+++ Excerpted records +++

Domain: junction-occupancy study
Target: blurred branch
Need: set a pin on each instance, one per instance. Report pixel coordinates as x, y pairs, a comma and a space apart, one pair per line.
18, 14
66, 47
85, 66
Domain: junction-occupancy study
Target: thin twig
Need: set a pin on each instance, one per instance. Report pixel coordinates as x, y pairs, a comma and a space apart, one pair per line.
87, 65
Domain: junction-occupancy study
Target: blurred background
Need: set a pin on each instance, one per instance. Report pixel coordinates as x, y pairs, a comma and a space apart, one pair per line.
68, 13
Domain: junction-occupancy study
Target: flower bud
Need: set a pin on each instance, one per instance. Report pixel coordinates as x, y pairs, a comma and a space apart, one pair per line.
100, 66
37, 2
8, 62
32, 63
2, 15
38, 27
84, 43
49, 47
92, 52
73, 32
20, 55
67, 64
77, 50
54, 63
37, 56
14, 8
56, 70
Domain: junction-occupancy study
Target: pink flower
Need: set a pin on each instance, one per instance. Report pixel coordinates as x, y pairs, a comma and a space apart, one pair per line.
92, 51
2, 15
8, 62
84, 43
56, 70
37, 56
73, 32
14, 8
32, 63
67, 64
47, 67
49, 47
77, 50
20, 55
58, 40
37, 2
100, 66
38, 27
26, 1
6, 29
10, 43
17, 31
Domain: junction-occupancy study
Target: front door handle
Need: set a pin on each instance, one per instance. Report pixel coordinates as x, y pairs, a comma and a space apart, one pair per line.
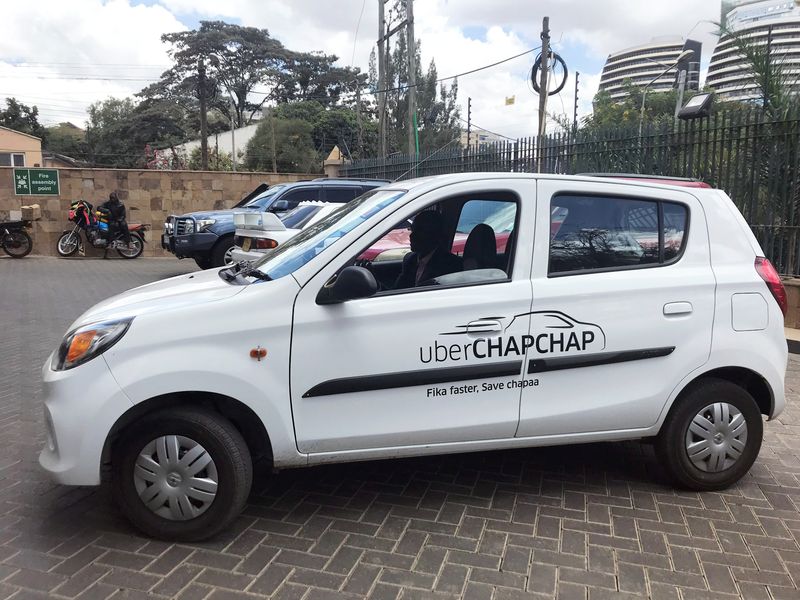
484, 326
674, 309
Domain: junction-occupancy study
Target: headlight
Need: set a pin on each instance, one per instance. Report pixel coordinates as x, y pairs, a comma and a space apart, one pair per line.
84, 343
203, 224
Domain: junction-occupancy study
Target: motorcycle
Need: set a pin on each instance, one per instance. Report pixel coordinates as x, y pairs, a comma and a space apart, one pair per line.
16, 242
95, 227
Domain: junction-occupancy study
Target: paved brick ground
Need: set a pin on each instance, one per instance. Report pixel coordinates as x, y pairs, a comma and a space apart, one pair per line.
583, 521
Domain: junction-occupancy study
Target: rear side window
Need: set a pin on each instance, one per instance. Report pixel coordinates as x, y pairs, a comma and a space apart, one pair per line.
601, 233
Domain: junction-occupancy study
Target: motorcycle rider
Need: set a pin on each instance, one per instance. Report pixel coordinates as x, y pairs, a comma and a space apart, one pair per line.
116, 218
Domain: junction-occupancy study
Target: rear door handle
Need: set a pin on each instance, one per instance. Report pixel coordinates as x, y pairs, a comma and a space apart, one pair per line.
674, 309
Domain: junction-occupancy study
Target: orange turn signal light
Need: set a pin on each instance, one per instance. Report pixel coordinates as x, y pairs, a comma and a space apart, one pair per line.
80, 344
258, 353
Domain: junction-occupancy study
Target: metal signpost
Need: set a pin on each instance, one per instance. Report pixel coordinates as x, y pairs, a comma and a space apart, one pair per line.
36, 182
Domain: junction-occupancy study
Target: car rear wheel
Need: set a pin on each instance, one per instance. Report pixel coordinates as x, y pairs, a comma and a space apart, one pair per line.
181, 474
221, 253
711, 437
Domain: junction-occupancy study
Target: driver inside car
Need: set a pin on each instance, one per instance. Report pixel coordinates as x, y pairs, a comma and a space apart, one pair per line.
427, 259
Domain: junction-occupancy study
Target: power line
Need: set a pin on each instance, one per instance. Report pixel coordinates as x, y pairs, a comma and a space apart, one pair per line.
476, 126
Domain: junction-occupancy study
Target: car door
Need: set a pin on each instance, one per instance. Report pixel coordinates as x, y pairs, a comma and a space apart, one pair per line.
622, 306
401, 368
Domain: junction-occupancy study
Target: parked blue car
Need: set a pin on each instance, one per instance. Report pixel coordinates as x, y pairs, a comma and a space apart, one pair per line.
207, 236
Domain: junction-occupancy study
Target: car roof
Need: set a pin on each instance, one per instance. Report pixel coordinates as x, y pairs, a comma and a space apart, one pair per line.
436, 181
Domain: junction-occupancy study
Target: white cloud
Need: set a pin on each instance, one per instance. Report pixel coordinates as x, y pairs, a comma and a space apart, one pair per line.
50, 52
91, 33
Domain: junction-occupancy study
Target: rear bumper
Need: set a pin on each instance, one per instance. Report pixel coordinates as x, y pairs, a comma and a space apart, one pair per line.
239, 255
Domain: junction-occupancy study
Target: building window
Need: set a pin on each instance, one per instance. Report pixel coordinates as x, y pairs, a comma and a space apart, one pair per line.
12, 159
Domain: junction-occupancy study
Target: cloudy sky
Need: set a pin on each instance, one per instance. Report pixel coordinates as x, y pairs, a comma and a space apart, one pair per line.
62, 55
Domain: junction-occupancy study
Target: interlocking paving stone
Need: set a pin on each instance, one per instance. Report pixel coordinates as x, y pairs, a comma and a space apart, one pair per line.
594, 521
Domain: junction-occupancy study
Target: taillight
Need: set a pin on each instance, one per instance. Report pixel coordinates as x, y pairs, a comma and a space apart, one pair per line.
265, 243
773, 281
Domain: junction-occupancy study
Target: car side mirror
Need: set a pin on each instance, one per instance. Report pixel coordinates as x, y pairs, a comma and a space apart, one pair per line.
279, 206
350, 284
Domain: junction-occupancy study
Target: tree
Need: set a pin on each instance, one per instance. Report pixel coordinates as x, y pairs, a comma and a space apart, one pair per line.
108, 134
314, 76
768, 70
23, 118
217, 161
237, 59
282, 146
67, 139
438, 114
336, 126
119, 130
625, 112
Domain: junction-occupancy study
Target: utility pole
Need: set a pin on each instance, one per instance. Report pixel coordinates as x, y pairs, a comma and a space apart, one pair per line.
201, 93
575, 108
382, 76
469, 122
681, 88
413, 140
358, 120
544, 67
233, 136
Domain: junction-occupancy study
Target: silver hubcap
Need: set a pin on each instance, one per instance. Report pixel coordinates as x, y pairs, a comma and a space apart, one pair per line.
175, 477
716, 437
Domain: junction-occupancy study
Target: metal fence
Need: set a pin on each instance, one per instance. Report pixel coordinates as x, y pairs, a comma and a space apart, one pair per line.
756, 160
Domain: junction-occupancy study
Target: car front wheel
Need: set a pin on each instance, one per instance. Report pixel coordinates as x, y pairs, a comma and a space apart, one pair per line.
181, 474
711, 437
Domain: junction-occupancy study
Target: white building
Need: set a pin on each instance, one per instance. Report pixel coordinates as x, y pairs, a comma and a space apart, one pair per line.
776, 22
224, 143
642, 64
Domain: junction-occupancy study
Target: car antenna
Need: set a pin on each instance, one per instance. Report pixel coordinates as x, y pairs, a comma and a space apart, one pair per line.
425, 159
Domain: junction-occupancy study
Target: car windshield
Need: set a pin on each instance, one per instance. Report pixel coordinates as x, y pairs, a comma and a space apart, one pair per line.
300, 249
296, 218
262, 199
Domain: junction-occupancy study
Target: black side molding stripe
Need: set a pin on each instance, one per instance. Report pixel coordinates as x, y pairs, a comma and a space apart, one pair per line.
366, 383
543, 365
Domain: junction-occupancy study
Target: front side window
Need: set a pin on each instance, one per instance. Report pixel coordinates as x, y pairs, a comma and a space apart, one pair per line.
458, 241
597, 233
340, 194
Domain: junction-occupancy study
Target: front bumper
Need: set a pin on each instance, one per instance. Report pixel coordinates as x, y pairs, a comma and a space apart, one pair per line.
190, 245
81, 406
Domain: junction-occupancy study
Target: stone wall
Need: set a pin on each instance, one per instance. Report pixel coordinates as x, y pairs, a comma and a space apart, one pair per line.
150, 196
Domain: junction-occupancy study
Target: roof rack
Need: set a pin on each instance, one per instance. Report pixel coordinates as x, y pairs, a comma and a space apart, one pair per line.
351, 179
679, 181
640, 176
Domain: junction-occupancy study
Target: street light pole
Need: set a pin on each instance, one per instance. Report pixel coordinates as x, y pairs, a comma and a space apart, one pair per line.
681, 56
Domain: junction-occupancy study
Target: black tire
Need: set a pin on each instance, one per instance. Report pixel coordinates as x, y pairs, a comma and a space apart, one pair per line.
18, 243
204, 262
138, 243
222, 442
220, 249
671, 443
59, 246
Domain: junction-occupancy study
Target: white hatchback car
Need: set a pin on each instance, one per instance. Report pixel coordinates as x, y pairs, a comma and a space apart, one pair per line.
599, 310
259, 232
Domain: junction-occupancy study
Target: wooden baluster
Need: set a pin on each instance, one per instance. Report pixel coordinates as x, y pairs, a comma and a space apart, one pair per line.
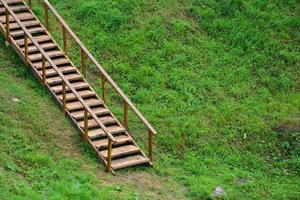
7, 25
104, 91
86, 125
83, 63
109, 150
126, 115
46, 16
44, 70
26, 48
64, 97
65, 39
150, 145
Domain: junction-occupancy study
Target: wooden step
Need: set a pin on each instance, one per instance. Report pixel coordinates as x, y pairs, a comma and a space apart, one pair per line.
120, 151
64, 69
104, 120
83, 94
28, 23
38, 56
100, 133
98, 111
45, 46
21, 17
129, 161
77, 86
18, 33
121, 139
57, 61
41, 38
57, 79
77, 105
12, 1
14, 8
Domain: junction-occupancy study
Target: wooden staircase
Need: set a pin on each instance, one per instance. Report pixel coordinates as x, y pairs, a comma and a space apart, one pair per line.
112, 142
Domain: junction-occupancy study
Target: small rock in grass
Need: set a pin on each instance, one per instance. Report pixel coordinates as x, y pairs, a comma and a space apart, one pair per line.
219, 191
15, 100
241, 181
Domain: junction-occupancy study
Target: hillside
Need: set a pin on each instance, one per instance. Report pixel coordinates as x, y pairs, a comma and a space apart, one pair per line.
219, 81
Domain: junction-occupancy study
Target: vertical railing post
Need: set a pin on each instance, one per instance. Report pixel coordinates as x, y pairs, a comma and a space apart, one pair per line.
109, 150
46, 16
126, 115
44, 70
7, 24
150, 145
83, 62
64, 97
29, 2
26, 48
65, 39
86, 125
104, 91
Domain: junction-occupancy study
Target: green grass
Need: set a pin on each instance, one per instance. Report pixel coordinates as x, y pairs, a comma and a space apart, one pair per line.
218, 79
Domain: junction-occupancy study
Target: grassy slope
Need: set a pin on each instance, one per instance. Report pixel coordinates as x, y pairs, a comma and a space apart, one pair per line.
42, 155
218, 80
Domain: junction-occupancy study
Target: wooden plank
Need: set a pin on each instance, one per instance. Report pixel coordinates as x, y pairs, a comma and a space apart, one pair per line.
121, 139
28, 23
83, 94
77, 105
38, 56
129, 161
45, 46
77, 86
12, 1
98, 111
17, 33
15, 9
65, 69
120, 151
105, 120
41, 38
57, 61
58, 79
100, 133
21, 16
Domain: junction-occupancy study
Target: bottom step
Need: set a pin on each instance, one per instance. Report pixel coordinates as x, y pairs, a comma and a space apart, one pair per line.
129, 161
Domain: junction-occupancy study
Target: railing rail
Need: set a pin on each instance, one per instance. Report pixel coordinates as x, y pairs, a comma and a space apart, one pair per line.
45, 57
105, 77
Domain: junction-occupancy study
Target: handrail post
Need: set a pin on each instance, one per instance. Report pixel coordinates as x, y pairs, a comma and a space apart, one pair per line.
44, 70
104, 91
126, 115
86, 125
150, 145
64, 97
83, 63
7, 24
26, 48
109, 150
46, 16
29, 2
65, 39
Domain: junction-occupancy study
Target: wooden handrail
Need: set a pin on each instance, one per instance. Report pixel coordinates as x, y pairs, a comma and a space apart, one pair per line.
100, 68
66, 81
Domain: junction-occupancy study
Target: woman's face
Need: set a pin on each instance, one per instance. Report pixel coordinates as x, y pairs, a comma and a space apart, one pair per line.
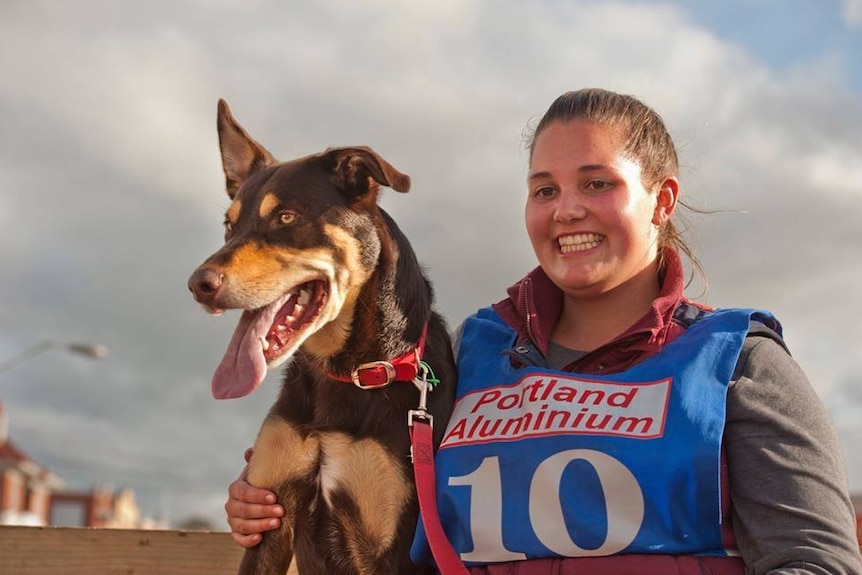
592, 223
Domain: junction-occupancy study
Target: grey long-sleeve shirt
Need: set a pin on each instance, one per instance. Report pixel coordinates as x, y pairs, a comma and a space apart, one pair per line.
791, 510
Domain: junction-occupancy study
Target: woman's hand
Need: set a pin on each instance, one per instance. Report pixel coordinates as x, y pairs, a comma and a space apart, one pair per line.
251, 510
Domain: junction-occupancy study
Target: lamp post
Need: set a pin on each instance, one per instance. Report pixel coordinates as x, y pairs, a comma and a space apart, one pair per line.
93, 351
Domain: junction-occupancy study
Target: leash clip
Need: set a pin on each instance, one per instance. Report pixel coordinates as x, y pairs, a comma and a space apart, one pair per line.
424, 386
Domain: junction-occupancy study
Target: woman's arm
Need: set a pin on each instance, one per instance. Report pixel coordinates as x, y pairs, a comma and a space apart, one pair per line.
251, 510
788, 483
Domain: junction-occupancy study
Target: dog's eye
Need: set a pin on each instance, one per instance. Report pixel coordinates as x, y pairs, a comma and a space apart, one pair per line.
287, 218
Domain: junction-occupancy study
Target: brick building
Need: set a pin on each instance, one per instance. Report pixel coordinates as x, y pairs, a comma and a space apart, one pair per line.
33, 495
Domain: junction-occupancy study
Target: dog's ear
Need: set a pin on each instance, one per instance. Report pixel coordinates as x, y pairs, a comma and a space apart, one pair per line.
241, 155
358, 168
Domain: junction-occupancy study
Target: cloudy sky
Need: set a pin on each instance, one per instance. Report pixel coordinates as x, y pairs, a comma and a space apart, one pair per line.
111, 189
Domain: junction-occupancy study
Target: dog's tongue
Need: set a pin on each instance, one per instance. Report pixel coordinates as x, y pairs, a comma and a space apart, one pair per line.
243, 366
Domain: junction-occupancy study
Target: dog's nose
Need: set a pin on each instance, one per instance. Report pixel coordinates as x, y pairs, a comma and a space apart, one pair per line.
205, 284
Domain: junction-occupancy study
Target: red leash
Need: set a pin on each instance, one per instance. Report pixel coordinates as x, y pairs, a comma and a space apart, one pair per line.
422, 451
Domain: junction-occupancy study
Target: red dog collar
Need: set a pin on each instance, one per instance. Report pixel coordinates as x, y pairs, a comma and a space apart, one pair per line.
382, 373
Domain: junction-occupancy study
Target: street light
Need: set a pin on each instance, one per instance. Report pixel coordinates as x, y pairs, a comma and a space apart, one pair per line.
85, 349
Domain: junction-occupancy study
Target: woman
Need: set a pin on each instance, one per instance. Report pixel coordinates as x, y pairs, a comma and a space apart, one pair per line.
602, 418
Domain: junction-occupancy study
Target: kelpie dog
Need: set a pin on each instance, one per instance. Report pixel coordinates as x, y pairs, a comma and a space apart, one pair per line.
327, 281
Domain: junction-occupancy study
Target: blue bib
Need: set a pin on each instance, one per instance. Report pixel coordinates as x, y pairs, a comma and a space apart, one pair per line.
542, 463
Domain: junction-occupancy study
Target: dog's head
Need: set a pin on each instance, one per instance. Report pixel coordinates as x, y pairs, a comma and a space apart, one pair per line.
300, 242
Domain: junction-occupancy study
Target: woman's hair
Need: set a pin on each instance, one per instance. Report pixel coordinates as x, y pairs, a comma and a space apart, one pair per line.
647, 142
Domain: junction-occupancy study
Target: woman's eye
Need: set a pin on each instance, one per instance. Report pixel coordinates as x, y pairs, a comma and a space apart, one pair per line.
598, 185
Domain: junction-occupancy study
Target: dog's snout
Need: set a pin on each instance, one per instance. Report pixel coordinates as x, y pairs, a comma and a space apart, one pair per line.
205, 283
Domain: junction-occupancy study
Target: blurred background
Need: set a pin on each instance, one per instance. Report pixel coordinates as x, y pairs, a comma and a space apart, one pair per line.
111, 190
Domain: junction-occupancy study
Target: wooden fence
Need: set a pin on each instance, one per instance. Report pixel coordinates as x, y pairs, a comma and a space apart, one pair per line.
83, 551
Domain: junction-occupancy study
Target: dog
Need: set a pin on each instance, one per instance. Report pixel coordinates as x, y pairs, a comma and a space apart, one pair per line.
329, 286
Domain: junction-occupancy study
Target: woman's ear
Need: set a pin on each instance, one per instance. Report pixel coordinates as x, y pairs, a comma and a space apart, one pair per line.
666, 199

+++

* **Task item**
From the listing above, copy all lines holding the word "blue".

* **Solved exercise**
Target: parked blue car
Target: blue bib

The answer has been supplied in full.